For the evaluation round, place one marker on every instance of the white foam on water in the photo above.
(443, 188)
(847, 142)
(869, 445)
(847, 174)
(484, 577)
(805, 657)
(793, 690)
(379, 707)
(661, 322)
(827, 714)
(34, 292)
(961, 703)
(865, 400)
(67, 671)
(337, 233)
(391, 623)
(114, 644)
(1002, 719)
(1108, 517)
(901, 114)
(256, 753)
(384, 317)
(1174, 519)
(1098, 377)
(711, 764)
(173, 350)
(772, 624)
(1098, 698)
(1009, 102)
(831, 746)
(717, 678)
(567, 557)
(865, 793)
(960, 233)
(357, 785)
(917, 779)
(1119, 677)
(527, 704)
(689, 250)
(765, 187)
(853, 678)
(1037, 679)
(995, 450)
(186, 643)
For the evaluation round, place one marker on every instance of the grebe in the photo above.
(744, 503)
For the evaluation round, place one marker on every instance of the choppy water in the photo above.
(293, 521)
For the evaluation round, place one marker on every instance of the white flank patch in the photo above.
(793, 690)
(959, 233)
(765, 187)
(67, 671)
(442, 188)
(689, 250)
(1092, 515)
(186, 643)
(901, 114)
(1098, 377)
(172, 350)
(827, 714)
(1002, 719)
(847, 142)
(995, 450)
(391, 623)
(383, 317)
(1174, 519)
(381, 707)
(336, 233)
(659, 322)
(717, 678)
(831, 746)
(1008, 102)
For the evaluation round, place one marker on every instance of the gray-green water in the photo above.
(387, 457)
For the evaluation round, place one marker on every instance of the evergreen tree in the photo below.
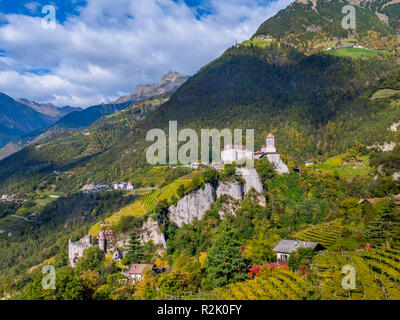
(135, 249)
(224, 263)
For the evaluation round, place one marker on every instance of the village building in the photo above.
(75, 249)
(285, 247)
(35, 214)
(233, 153)
(136, 272)
(270, 145)
(122, 186)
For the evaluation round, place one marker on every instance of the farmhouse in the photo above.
(285, 247)
(137, 271)
(270, 144)
(122, 186)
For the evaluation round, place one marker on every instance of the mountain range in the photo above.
(70, 118)
(295, 77)
(330, 97)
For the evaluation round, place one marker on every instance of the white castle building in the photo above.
(233, 153)
(270, 145)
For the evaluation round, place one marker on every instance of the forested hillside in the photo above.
(330, 97)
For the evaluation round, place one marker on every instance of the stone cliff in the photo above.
(193, 205)
(277, 163)
(151, 231)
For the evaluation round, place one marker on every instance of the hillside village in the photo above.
(323, 194)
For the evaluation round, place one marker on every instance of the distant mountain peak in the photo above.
(48, 109)
(169, 82)
(170, 76)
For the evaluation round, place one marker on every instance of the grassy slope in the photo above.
(356, 53)
(335, 164)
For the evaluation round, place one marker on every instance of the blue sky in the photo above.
(102, 49)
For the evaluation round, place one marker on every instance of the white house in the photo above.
(285, 247)
(233, 153)
(122, 186)
(136, 272)
(270, 144)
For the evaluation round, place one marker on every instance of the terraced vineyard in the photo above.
(377, 274)
(325, 234)
(145, 205)
(281, 284)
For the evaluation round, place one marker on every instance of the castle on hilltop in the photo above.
(232, 153)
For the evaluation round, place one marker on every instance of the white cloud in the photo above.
(113, 46)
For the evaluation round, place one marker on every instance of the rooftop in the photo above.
(140, 268)
(289, 246)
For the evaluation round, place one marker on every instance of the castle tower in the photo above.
(270, 144)
(102, 241)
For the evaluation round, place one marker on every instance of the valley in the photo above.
(323, 100)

══════════

Please write out, word for word, the part of the entries above that opens with the line containing "white house in the photo above." and closes with the final line of the entries, both included.

For the evaluation round, place one marker on every instance of the white house in the photo above.
(285, 247)
(233, 153)
(122, 186)
(136, 272)
(270, 144)
For the evaluation round, place one marker on every instance of the terraced vineyard in the photo above.
(377, 274)
(325, 234)
(145, 205)
(281, 284)
For the evaluation round, place one marker on every instance of the castle on hilltop in the photo above.
(232, 153)
For the evaluation round, place one marker on every instance of the white cloud in the photo above.
(113, 46)
For the evaluation round, place one marker on every instance of the rooftop in the photo above.
(140, 268)
(289, 246)
For the evaluation round, place one marker on every instance of the castle tower in the photo above.
(270, 144)
(102, 241)
For the evaluation round, place one marker on every instance of the valley in the photo above.
(323, 100)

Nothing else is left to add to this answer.